SHORT TASK → Copy the data below word for word, from its first line through the line that contains "[440, 112, 503, 143]", including that line. Leave the pictures out of your copy.

MATERIAL →
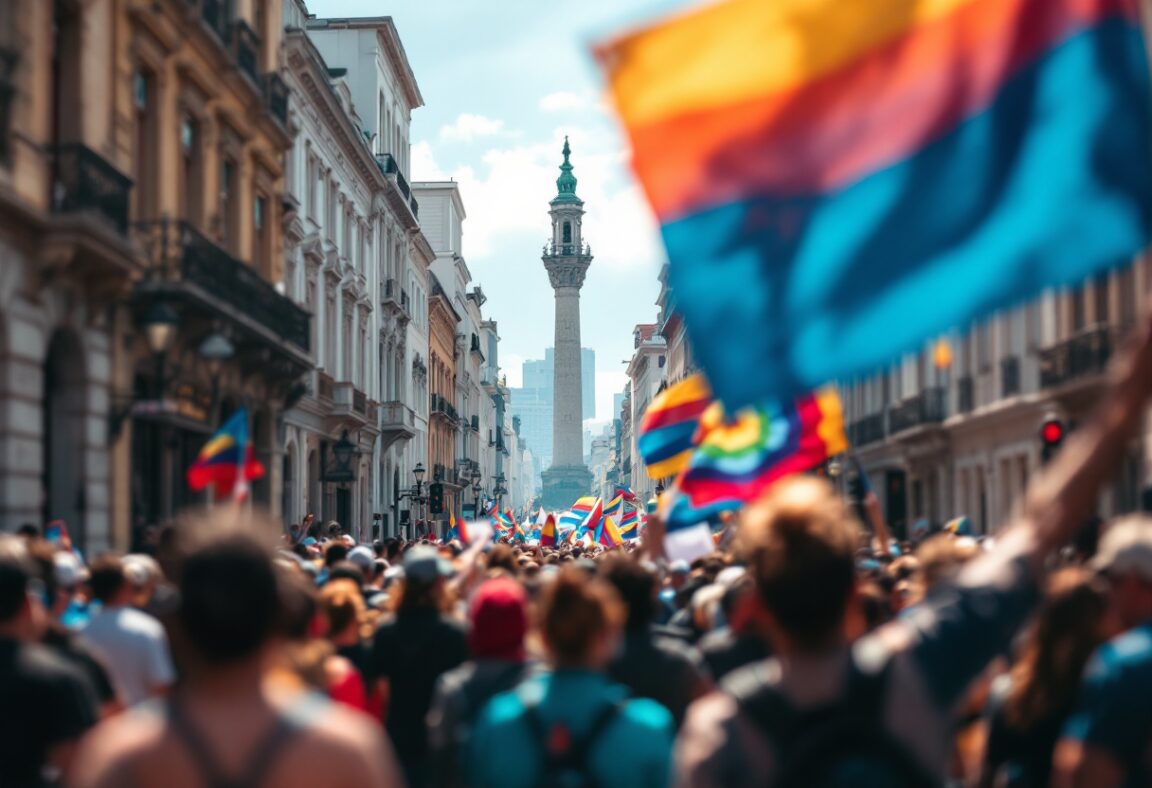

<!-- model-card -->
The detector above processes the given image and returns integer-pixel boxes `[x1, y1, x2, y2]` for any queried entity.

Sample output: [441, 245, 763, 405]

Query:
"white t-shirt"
[83, 607, 176, 706]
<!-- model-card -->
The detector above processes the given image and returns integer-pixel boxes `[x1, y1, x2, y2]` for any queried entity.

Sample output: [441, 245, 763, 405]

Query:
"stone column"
[552, 287, 584, 465]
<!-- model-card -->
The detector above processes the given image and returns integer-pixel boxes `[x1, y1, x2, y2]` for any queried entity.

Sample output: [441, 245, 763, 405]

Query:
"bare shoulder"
[68, 709, 165, 788]
[288, 704, 402, 786]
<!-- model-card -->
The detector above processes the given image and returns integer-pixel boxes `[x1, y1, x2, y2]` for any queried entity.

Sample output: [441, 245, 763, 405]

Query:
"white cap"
[1092, 515, 1152, 583]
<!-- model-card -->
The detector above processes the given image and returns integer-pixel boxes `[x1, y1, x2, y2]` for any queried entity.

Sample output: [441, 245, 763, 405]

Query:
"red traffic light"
[1040, 419, 1064, 446]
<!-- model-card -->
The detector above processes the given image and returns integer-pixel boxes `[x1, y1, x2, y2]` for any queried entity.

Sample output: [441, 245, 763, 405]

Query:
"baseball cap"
[348, 545, 376, 571]
[52, 552, 88, 589]
[403, 545, 456, 583]
[1092, 515, 1152, 583]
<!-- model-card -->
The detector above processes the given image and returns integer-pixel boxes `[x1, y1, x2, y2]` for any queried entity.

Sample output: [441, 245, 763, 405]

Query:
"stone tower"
[543, 137, 592, 510]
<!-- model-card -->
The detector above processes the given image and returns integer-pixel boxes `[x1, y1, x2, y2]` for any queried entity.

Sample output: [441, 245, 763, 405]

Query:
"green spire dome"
[552, 135, 582, 203]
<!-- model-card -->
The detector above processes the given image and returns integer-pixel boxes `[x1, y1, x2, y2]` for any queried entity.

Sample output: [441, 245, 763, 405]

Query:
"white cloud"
[537, 90, 591, 112]
[440, 112, 503, 143]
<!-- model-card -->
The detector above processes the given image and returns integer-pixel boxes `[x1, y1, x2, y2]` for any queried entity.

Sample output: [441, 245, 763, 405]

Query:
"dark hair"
[600, 555, 657, 631]
[179, 531, 281, 665]
[0, 535, 37, 621]
[89, 553, 126, 604]
[324, 541, 348, 567]
[540, 568, 624, 666]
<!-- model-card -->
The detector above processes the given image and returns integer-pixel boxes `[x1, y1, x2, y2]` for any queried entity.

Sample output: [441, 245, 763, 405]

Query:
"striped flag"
[597, 0, 1152, 410]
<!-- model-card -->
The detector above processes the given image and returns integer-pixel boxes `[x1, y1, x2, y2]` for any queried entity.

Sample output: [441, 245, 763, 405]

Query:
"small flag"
[187, 408, 264, 499]
[636, 373, 712, 479]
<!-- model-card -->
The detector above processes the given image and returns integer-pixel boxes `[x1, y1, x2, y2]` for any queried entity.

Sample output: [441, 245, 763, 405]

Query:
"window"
[252, 195, 271, 271]
[220, 158, 240, 253]
[132, 70, 157, 219]
[180, 115, 203, 227]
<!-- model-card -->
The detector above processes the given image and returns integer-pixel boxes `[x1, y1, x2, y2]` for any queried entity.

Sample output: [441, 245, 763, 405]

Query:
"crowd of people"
[0, 315, 1152, 788]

WRITTEN RESPONSE →
<!-- model-card -->
The detector above processes the given image and returns integer-pixel boxes `[x1, y1, x2, y2]` for any queried entity.

Sample output: [441, 245, 763, 405]

Query:
"white t-shirt"
[83, 607, 176, 706]
<!-- model-card -->
The detector above processes the given image and returns integer-pixel boxes `[x1, y1, x2, y2]` for any queried entity.

Sample output: [441, 245, 763, 405]

Query:
"stone column"
[552, 287, 584, 465]
<!-- model-card -->
The detector above processes the given image and returns integer-pixel boxes `[x1, y1, x2, y2]` for any queried entity.

Sample output: [441, 245, 763, 405]

Query:
"bare shoulder"
[68, 709, 165, 788]
[288, 704, 402, 786]
<!-- model-card -->
The detector above processes the given image and returns integer-pixel boxes `[x1, y1, x2, y2]` for any queried entity.

Sample output: [441, 245, 763, 405]

Query:
"white cap"
[1092, 515, 1152, 583]
<!-- model-card -->
The detector above processes the given image and returns integer-pixel boxes `[x1, y1, x2, y2]` for any queried entity.

Sample output: [441, 245, 763, 405]

Query:
"red traffic light"
[1040, 419, 1064, 446]
<!-- model-card -->
The detector above processes the given image and returns integer-pixel boxes `[x1, y1, x2, y2]` for any queried entity.

Sample output: [441, 245, 763, 405]

Query:
"baseball cap"
[348, 545, 376, 571]
[52, 552, 88, 589]
[403, 545, 456, 583]
[1092, 515, 1152, 583]
<!-- model-card -->
The detector above processes the given image and returns integer-pixel boxes `[x1, y1, x2, y2]` for any queried entity.

Sample output: [441, 245, 763, 405]

Query:
"stone tower"
[543, 137, 592, 510]
<!-- model-card -->
The detector above processes the given image and returns integer-pixel boxes `[x1, y1, x2, y2]` for any queried entity.

Sample output: [441, 245, 763, 405]

Query:
"green spire dome"
[552, 135, 582, 203]
<!-- model-card -->
The detector above processes the given image and returns integer-pixel boxes `[x1, y1, x2, y2]` for any queried entity.

Sample output: [441, 245, 763, 405]

Query:
"white cloud"
[537, 90, 591, 112]
[440, 112, 503, 143]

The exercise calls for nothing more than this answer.